**PROBLEM REQUIREMENTS:**
Extend the commentary on the Times's coverage of Caroline Kennedy's Senate campaign, picking up right after its final sentence.
[BEGIN SELECTED PASSAGE]
Caroline Kennedy took on the two Times reporters covering her campaign for the U.S. Senate this morning, and she won, hands-down -- until the reporters got back to their desks and eviscerated her in print.
David M. Halbfinger and Nicholas Confessore walked away from an interview with Kennedy this morning at the Lenox Hill Diner battered and empty-handed. The story they scratched out in a few hours reflects less news than annoyance, and adds to the confusing tone of the Times's coverage of Kennedy -- alternately fawning and undermining, and rarely balanced in tone or content.
"In an extensive sit-down discussion Saturday morning with The New York Times," they wrote in a page-one Sunday story posted online at 1:52 pm today, "[Kennedy] still seemed less like a candidate than an idea of one: eloquent but vague, largely undefined and seemingly determined to remain that way."
The reporters describe "weeks of criticism" that Kennedy has not opened up to the press. But Kennedy only entered the competition for the Senate seat on December 15, less than two weeks ago.
[END SELECTED PASSAGE]
[BEGIN ENTRIES]
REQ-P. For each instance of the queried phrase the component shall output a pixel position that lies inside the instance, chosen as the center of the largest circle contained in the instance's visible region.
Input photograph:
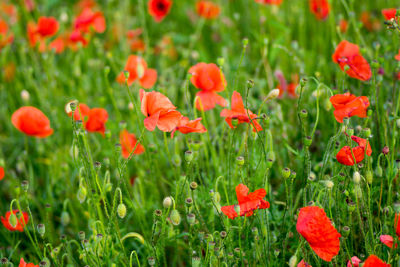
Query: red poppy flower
(354, 262)
(93, 119)
(32, 122)
(397, 57)
(207, 9)
(186, 126)
(158, 9)
(348, 54)
(270, 2)
(348, 105)
(320, 8)
(345, 155)
(159, 111)
(239, 113)
(317, 229)
(128, 142)
(303, 264)
(210, 80)
(374, 261)
(20, 222)
(22, 263)
(137, 68)
(389, 13)
(1, 173)
(88, 19)
(247, 202)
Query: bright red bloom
(93, 119)
(22, 263)
(31, 121)
(21, 222)
(239, 113)
(1, 173)
(128, 142)
(348, 54)
(374, 261)
(207, 9)
(354, 262)
(345, 155)
(247, 202)
(317, 229)
(270, 2)
(158, 9)
(348, 105)
(389, 13)
(88, 19)
(186, 126)
(210, 80)
(137, 68)
(302, 263)
(159, 111)
(320, 8)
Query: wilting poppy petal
(32, 122)
(316, 228)
(374, 261)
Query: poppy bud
(81, 235)
(25, 185)
(167, 202)
(41, 229)
(273, 94)
(188, 156)
(175, 217)
(346, 231)
(286, 173)
(191, 218)
(240, 161)
(193, 185)
(121, 210)
(65, 219)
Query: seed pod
(121, 210)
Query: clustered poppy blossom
(345, 154)
(348, 105)
(270, 2)
(159, 111)
(348, 56)
(320, 8)
(20, 222)
(158, 9)
(239, 113)
(186, 126)
(93, 119)
(317, 229)
(31, 121)
(137, 68)
(248, 202)
(207, 9)
(22, 263)
(128, 142)
(209, 79)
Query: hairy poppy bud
(167, 202)
(41, 229)
(121, 210)
(286, 173)
(65, 219)
(188, 156)
(356, 177)
(175, 217)
(191, 218)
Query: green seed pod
(175, 217)
(121, 210)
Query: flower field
(200, 133)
[END ENTRIES]
**EXERCISE OUTPUT:**
In any case, Kennedy seemed well-prepared for the interview -- not necessarily to answer the specific policy and personal questions the reporters asked, but ready to brush them off as inappropriate to the process.
When Halbfinger and Confessore asked her to describe the decision-making process she went through in deciding to seek the Senate seat, Kennedy showed exactly the sort of straight-ahead spunk that ought to endear her to voters, if not reporters. And you can see in the reporters' prose just how prickly the conversation turned at that point:
And with several weeks to go before Mr. Paterson makes his decision, she is doling out glimpses of her political beliefs and private life. But when asked Saturday morning to describe the moment she decided to seek the Senate seat, Ms. Kennedy seemed irritated by the question and said she couldn’t recall.
“You guys ever think about writing for a woman’s magazine?” she asked the reporters. “I thought you were the crack political team.”
Kennedy was right to wonder about their skills. Halbfinger and Confessore showed a remarkable inability to get Kennedy to come clean on policy issues or on her motivations, a failure that rankled them no end.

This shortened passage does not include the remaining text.